> [Given information]
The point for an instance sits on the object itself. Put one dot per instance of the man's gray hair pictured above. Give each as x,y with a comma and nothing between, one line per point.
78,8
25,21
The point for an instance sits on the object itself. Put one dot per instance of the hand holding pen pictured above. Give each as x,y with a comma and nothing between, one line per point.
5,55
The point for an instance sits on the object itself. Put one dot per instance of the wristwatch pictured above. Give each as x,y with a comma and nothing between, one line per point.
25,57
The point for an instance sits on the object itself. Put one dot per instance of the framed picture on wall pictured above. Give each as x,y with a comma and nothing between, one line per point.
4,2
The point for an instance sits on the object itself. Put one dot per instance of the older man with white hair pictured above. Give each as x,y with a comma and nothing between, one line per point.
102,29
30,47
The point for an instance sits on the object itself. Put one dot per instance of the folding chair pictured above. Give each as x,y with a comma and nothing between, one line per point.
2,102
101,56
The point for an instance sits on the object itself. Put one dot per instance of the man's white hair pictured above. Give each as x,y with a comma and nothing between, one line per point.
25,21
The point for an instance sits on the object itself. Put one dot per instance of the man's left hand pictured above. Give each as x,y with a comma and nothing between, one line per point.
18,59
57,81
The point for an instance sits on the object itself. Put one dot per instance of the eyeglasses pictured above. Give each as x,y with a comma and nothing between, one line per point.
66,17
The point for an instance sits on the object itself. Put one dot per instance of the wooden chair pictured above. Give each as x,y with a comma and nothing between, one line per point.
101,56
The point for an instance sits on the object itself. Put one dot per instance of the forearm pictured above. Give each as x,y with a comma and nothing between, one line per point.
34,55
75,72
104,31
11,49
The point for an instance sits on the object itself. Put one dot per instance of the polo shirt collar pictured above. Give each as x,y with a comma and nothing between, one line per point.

> [About this exercise] All records are to be retyped exactly. None may be omitted.

> [Result]
The point for an instance sits on the object itself. Put one dot per instance of the man's gray hair pictured above. Give each as x,y with a comma and nothing between, one line per point.
78,8
25,21
The point for an instance sits on the object itself. Put one dot per instance of the hand holding pen pictured above. Give each as x,y with a comma and nothing between, one line per point.
5,55
The point for an instance sits on the object itself. Put one dot per instance of the wristwatch pictured above. Give each as x,y with a comma and nothing between, one line per point.
25,57
The point for an instance sits on the object itself. Put one dot per instance of the framed picture on wall pictured above. Give each as x,y with a comma and nothing between, one line per point.
4,2
The point for an instance sits on the object itself. Put one dot per instance of the older man with white hair pictured above. Give each as x,y with a comma and nothing between, one line per point.
102,29
30,47
The point for an instance sits on the object itself. Put one dot per instance of the folding chair pictured above. Give each as x,y with a comma and nothing between, one line per point.
2,102
101,56
The point for an instance sits on the object itself. Put one dot per instance of the man's white hair pictured above. Give each as x,y with a comma and nothing between, one line per point.
25,21
The point for an instance sits on the object itself. Put one dot per instance of the man's left hand pictured above. Give each as x,y with a comma and nothing between, one line per point.
18,59
57,81
The point for an instance sits on the object itself. Put one dot per instance of the eyeglasses pictured above. Give each as x,y with a comma and nothing between, one line per point.
66,17
The point for an instance sits on the object itself. Put one dot per instance of the wooden chair pictured above. Give each as x,y with a comma and nothing between, one line per point.
101,56
The point for an instance sits on the object itself. Put one dot per instance of the forearm pictured above. Give each as x,y with a comma and nothing between, one line per point.
34,55
75,72
104,31
11,49
The point for an instance sits on the object itself. Put one dot per instance of the polo shirt collar pictured above. Give each as x,y with a comma and nothing between, one line per point.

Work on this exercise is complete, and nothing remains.